• **DATA**
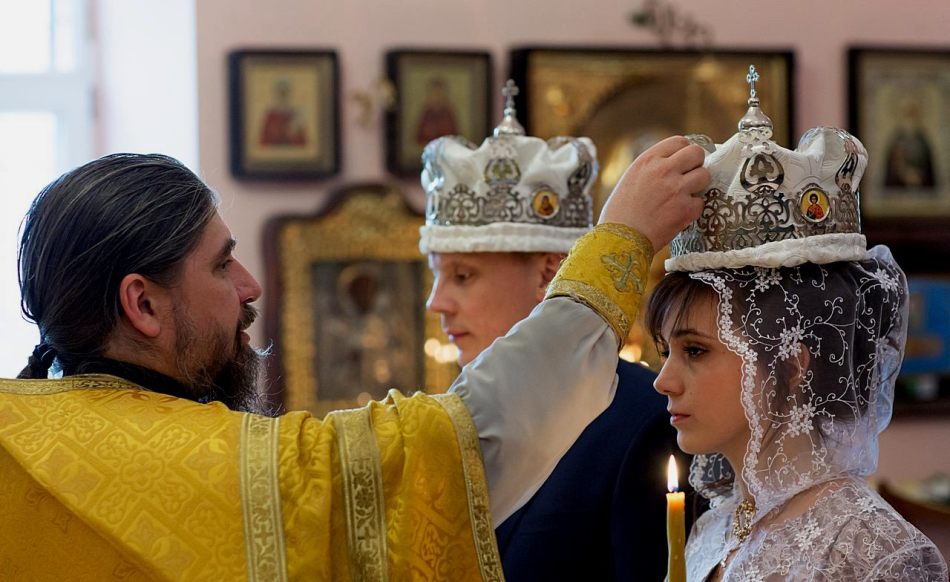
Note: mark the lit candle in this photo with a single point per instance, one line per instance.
(675, 526)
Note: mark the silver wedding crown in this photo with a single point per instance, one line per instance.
(512, 193)
(770, 206)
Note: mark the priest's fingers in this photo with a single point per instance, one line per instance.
(695, 181)
(668, 146)
(688, 158)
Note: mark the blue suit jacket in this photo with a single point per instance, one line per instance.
(601, 515)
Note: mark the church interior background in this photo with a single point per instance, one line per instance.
(308, 119)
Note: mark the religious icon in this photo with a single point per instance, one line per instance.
(284, 124)
(814, 205)
(437, 93)
(284, 114)
(438, 114)
(545, 203)
(370, 336)
(909, 161)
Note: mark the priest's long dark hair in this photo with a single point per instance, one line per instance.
(89, 228)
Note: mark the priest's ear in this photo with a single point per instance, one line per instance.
(144, 304)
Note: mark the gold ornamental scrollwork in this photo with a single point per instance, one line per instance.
(373, 223)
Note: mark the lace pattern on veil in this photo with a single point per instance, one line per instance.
(820, 347)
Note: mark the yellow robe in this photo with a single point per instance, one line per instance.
(101, 479)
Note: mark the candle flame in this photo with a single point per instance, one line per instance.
(672, 477)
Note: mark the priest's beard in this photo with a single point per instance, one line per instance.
(218, 366)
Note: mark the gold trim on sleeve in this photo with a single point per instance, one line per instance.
(260, 499)
(476, 486)
(362, 495)
(607, 270)
(40, 386)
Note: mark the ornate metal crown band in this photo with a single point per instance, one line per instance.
(762, 193)
(510, 178)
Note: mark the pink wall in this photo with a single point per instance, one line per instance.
(362, 30)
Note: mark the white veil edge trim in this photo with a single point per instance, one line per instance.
(819, 249)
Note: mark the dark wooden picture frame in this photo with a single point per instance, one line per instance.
(284, 114)
(345, 303)
(436, 93)
(899, 107)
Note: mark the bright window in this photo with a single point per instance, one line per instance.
(45, 129)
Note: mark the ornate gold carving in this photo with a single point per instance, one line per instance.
(595, 94)
(260, 499)
(361, 469)
(476, 487)
(607, 270)
(366, 226)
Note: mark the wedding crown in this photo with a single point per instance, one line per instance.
(772, 207)
(512, 193)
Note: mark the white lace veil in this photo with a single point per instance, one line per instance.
(821, 346)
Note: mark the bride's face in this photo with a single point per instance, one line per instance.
(702, 380)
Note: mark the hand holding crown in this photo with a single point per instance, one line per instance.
(656, 195)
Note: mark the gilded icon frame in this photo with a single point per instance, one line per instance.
(284, 114)
(366, 239)
(882, 83)
(626, 99)
(459, 84)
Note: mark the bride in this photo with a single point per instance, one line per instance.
(783, 339)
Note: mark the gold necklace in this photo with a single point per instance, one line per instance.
(742, 519)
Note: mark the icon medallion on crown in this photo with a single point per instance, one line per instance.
(774, 207)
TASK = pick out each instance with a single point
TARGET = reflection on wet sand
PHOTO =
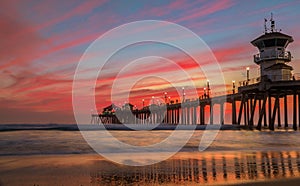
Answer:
(202, 169)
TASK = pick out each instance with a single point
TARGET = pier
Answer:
(258, 103)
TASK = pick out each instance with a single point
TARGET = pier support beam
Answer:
(270, 109)
(233, 110)
(295, 111)
(262, 112)
(211, 113)
(285, 112)
(222, 113)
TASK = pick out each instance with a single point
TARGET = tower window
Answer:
(281, 42)
(269, 42)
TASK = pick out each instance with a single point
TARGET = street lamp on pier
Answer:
(248, 79)
(233, 86)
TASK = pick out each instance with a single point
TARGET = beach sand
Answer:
(92, 169)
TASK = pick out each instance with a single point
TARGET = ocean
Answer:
(234, 156)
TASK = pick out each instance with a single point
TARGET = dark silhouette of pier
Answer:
(258, 103)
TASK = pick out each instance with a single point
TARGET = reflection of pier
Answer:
(211, 169)
(260, 102)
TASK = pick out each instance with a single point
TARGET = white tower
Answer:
(273, 57)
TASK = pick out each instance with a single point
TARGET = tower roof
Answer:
(272, 35)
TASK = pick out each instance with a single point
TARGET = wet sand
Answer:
(226, 168)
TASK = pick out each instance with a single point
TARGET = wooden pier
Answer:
(259, 103)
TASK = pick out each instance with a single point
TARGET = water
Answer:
(234, 155)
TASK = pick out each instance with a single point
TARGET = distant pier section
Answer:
(258, 103)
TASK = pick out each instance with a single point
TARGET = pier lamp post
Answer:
(247, 69)
(233, 86)
(183, 94)
(208, 88)
(165, 97)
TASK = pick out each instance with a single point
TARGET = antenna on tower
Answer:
(272, 23)
(265, 25)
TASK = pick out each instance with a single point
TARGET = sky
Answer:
(42, 43)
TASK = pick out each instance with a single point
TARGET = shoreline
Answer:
(82, 169)
(128, 127)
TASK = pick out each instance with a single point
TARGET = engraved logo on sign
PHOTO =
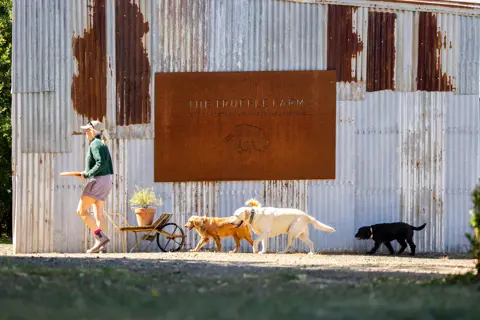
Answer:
(248, 138)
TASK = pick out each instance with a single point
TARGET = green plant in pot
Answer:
(143, 199)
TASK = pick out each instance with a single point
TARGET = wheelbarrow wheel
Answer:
(171, 238)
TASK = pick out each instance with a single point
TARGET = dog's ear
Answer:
(197, 222)
(247, 214)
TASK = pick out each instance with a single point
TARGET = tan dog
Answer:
(218, 228)
(270, 222)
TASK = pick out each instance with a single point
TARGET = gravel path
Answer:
(349, 268)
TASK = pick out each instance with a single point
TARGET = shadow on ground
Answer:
(155, 288)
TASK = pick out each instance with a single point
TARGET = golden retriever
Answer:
(269, 222)
(218, 228)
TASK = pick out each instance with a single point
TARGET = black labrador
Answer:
(386, 232)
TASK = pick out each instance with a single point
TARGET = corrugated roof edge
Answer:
(442, 6)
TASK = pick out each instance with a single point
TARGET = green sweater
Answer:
(98, 160)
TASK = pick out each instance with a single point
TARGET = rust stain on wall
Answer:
(89, 86)
(431, 41)
(381, 51)
(343, 44)
(132, 65)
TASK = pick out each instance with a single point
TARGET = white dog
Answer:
(269, 222)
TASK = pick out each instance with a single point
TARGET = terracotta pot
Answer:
(144, 216)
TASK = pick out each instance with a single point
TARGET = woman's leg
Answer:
(100, 238)
(98, 207)
(82, 210)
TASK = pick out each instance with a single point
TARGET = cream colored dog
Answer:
(269, 222)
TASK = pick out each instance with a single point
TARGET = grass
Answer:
(5, 240)
(33, 291)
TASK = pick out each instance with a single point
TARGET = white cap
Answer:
(97, 125)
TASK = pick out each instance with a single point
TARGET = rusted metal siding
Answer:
(381, 51)
(132, 66)
(89, 94)
(441, 6)
(468, 48)
(343, 43)
(433, 48)
(347, 49)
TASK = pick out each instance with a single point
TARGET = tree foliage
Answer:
(5, 117)
(475, 224)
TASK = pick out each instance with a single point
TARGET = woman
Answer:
(98, 172)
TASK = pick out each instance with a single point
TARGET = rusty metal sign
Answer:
(213, 126)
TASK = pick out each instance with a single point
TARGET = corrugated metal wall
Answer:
(408, 120)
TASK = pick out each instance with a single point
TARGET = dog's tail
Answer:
(419, 228)
(318, 225)
(252, 202)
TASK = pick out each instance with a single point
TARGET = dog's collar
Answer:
(252, 214)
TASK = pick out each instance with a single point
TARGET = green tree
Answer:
(475, 224)
(5, 117)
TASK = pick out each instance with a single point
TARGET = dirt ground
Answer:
(209, 285)
(347, 268)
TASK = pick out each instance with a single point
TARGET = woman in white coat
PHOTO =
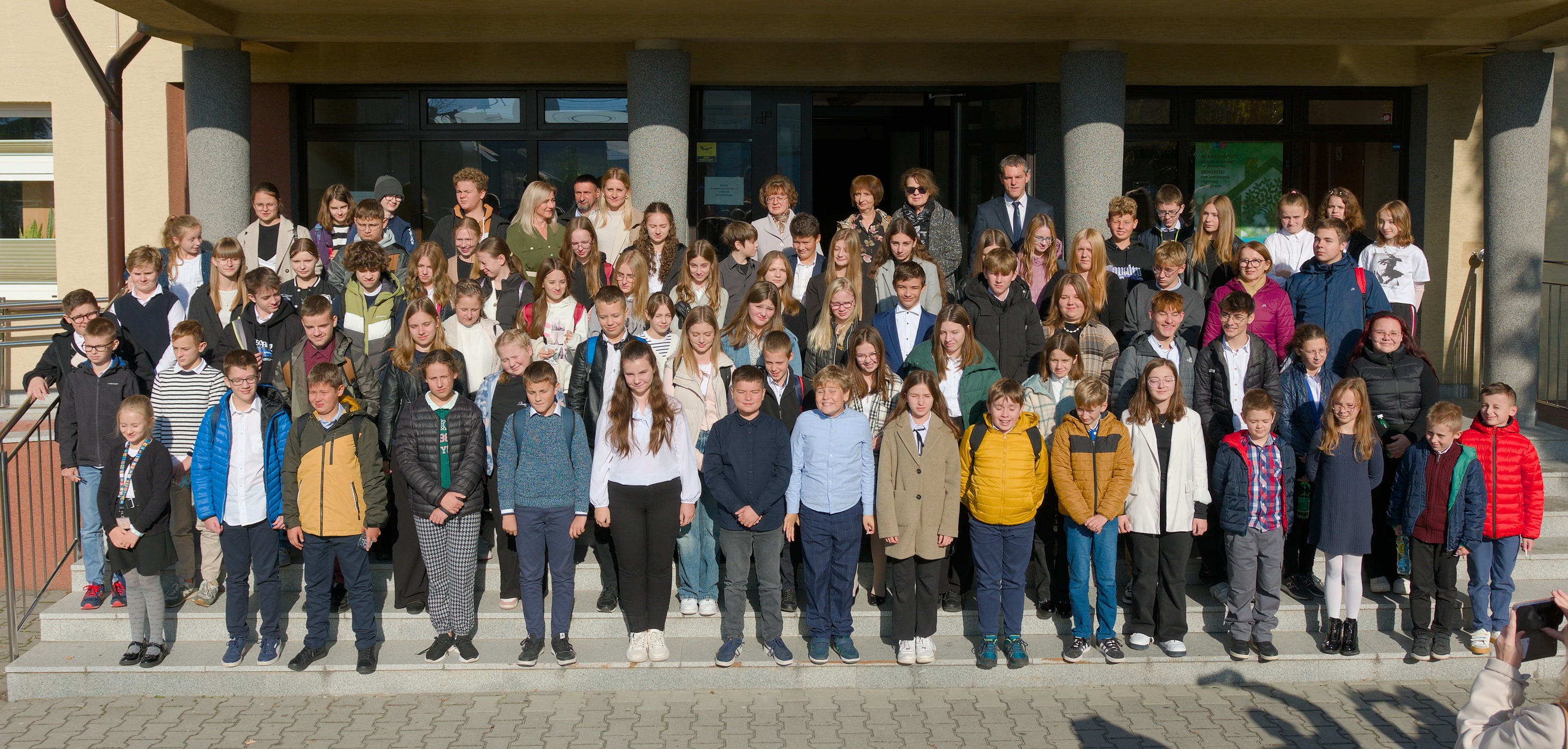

• **DIRECTIONS FOR THIS TASK**
Drop the images; return the entries above exactly as they appear.

• **RESPONSE AREA**
Note: mark the lit candle in this photo with a single point per instance, one line per instance.
(675, 526)
Note: mark the silver wedding crown in this photo with a single point per instance, one line per instance.
(512, 193)
(770, 206)
Note: mark the priest's fingers in this photo with a single point per instance, one line per instance.
(695, 181)
(668, 146)
(688, 158)
Note: mark the blue suit jacket in this photo with a single point per instance, one line per instance.
(601, 515)
Note: mark the church interior background in this photo with a single point per instance, one line per instance.
(308, 119)
Note: mark the religious icon in this photo with a single point per instance, one line per instance.
(284, 124)
(814, 205)
(437, 93)
(284, 114)
(438, 114)
(545, 203)
(370, 336)
(909, 161)
Note: mark the priest's long dark hair in this photo with a single point per instance, one line per instance.
(89, 228)
Note: mark the priest's ear in this photo with a single point per instance, one line per instance.
(144, 304)
Note: mark the gold ornamental scrollwork in this photo with a single point per instance, one line per instance.
(373, 223)
Note: mark the lace pattern on veil in this photo with a single point per instance, one line per instance.
(820, 347)
Note: mark the yellow robe in this photo with a single point per instance, one line per instance.
(101, 479)
Note: mark the candle flame in this photo with a single point per instance, one line per instance.
(672, 477)
Note: mark the priest's beard in this photo with a single point per instance, one line per instance.
(218, 366)
Note: mark the gold trim on sleeve in this photo with a single point per instance, one line per instance.
(260, 499)
(476, 486)
(362, 495)
(607, 270)
(40, 386)
Note: mark the ornate metal crown band in this photo with a single point per instance, one line per instance.
(762, 193)
(510, 178)
Note: mark the pink wall in this photo with a single point per instance, one line per instance.
(362, 30)
Note: mark the white veil edge trim in this photo with a single point per instance, one line per instance.
(819, 249)
Note: mark the dark wooden picture frame in this photo with a single point per instance, one line per instance.
(284, 114)
(345, 303)
(436, 93)
(899, 107)
Note: mark the bright window in this photo with a single point per instance, one line per instance.
(45, 129)
Note: mark the ornate gold carving in this photo with a single point per instance, one line per instance.
(595, 94)
(260, 499)
(361, 469)
(476, 487)
(607, 270)
(366, 226)
Note: mark the wedding crown in this photo with a single point per instance, one line per instance.
(772, 207)
(512, 193)
Note: mark the white lace veil in this photo with a single point per instance, one line per instance.
(821, 346)
Note: mark the bride's face in this photo with a single point per instance, one line per instance.
(702, 380)
Note: mark the hand holding crown in this photo with a single point per instance, one line per instance.
(656, 195)
Note: mark the gilded icon frame in this photo with a single point per instance, one line per instance.
(284, 114)
(366, 239)
(882, 83)
(626, 99)
(459, 84)
Note: mark the bride in this photo with a single point per instance, one line per instance.
(783, 339)
Note: mark the gold necklace in this photo with a single point per instance, one line per instance.
(742, 519)
Note: mark the icon medallion on crown in this photo with a single point per instance, one line per instance.
(774, 207)
TASK = pick out each instance with a single point
TARGET = reflection on wet sand
PHOTO =
Answer:
(202, 169)
TASK = pick out each instance with a single point
TARGET = pier
Answer:
(258, 103)
TASK = pick out each instance with a single point
TARGET = pier support beam
Answer:
(270, 109)
(233, 110)
(295, 111)
(262, 112)
(211, 113)
(285, 112)
(222, 113)
TASK = pick out each instance with a single point
TARGET = tower window
Answer:
(281, 42)
(269, 42)
TASK = pick out each instance with a single point
TARGET = street lamp on pier
Answer:
(248, 79)
(233, 86)
TASK = pick out each instance with a single point
TARGET = beach sand
Answer:
(92, 169)
TASK = pick out each instance with a single point
TARGET = ocean
Answer:
(234, 156)
TASK = pick out each instance with a single point
TARGET = dark silhouette of pier
Answer:
(258, 103)
TASK = pick out each instance with a single point
TARGET = reflection of pier
Answer:
(211, 169)
(260, 102)
TASK = pick out each instance with a single point
TARGET = white tower
Answer:
(273, 57)
TASK = pick out each instance with a single point
TARGET = tower roof
Answer:
(272, 35)
TASK = pick out each instance with a single point
TARGET = wet sand
Answer:
(226, 168)
TASK = pick out each instance with a single point
TARGET = wooden pier
Answer:
(259, 103)
TASK = pick out each instance with a single point
TARGET = water
Answer:
(234, 155)
TASK = pick out each instance with a single point
TARGET = distant pier section
Answer:
(258, 103)
TASK = pick out each instance with a single point
TARGET = pier lamp post
Answer:
(247, 69)
(233, 86)
(183, 94)
(208, 88)
(165, 97)
TASK = pick out each instance with a single point
TARGET = antenna on tower
Answer:
(272, 23)
(265, 25)
TASK = pick out each instance with a single point
TARGET = sky
Answer:
(42, 43)
TASK = pick out each instance with a single point
TARGET = shoreline
Answer:
(82, 169)
(128, 127)
TASK = pick out each instance with a single point
TARGET = engraved logo on sign
PHOTO =
Answer:
(248, 138)
TASK = pick out each instance with a single point
TARGET = green plant in pot
Answer:
(143, 199)
TASK = pick out each instance with a single point
TARGET = wheelbarrow wheel
Answer:
(171, 238)
TASK = pick out each instance with a single point
TARGET = dog's ear
Answer:
(197, 222)
(247, 214)
TASK = pick out each instance with a single point
TARGET = tan dog
Answer:
(218, 228)
(270, 222)
TASK = pick out each instance with a single point
TARGET = gravel path
Answer:
(349, 268)
TASK = pick out each instance with a single point
TARGET = shadow on ground
Answer:
(155, 288)
TASK = pick out each instance with a single point
TARGET = golden retriever
Answer:
(269, 222)
(218, 228)
TASK = pick out each instance with a single point
TARGET = black labrador
Answer:
(386, 232)
TASK = pick out each instance with a single point
TARGET = corrugated roof edge
Answer:
(442, 6)
TASK = pick out each instance with a single point
TARGET = green sweater
Answer:
(98, 160)
TASK = pick out each instance with a single point
TARGET = rust stain on wall
Answer:
(89, 86)
(431, 41)
(381, 51)
(343, 44)
(132, 65)
TASK = pick out each instance with a single point
TARGET = white dog
Answer:
(269, 222)
TASK = pick out each instance with a single point
TARGET = terracotta pot
Answer:
(144, 216)
TASK = pick out each instance with a single point
TARGET = woman's leg
Answer:
(100, 238)
(98, 207)
(82, 210)
TASK = pick out each instance with a single point
TARGET = cream colored dog
Answer:
(269, 222)
TASK = pick out each instance with a single point
TARGET = grass
Answer:
(5, 240)
(33, 291)
TASK = pick out each instance with a single point
TARGET = white cap
Answer:
(97, 125)
TASK = pick out each instance with a single point
TARGET = rusted metal siding
Answer:
(381, 51)
(132, 66)
(89, 94)
(441, 6)
(468, 48)
(343, 43)
(433, 48)
(347, 49)
TASK = pick out each instance with a single point
TARGET = tree foliage
Answer:
(5, 117)
(475, 224)
TASK = pick out each instance with a single point
TARGET = woman
Answer:
(98, 172)
TASK = pick out each instance with a single point
TARGET = rusty metal sign
Answer:
(213, 126)
TASK = pick out each instance with a single point
TARGET = corrugated metal wall
Answer:
(408, 120)
TASK = pick out each instance with a single point
TARGET = dog's tail
Answer:
(419, 228)
(318, 225)
(252, 202)
TASK = pick out each instance with a single point
TARGET = dog's collar
Answer:
(252, 214)
TASK = pick out each instance with a single point
TARGET = green tree
Answer:
(475, 224)
(5, 117)
TASK = pick out each instance with a single point
TARGET = dirt ground
Answer:
(209, 285)
(347, 268)
TASK = pick out each instance with a single point
TARGET = woman in white coat
PHOTO =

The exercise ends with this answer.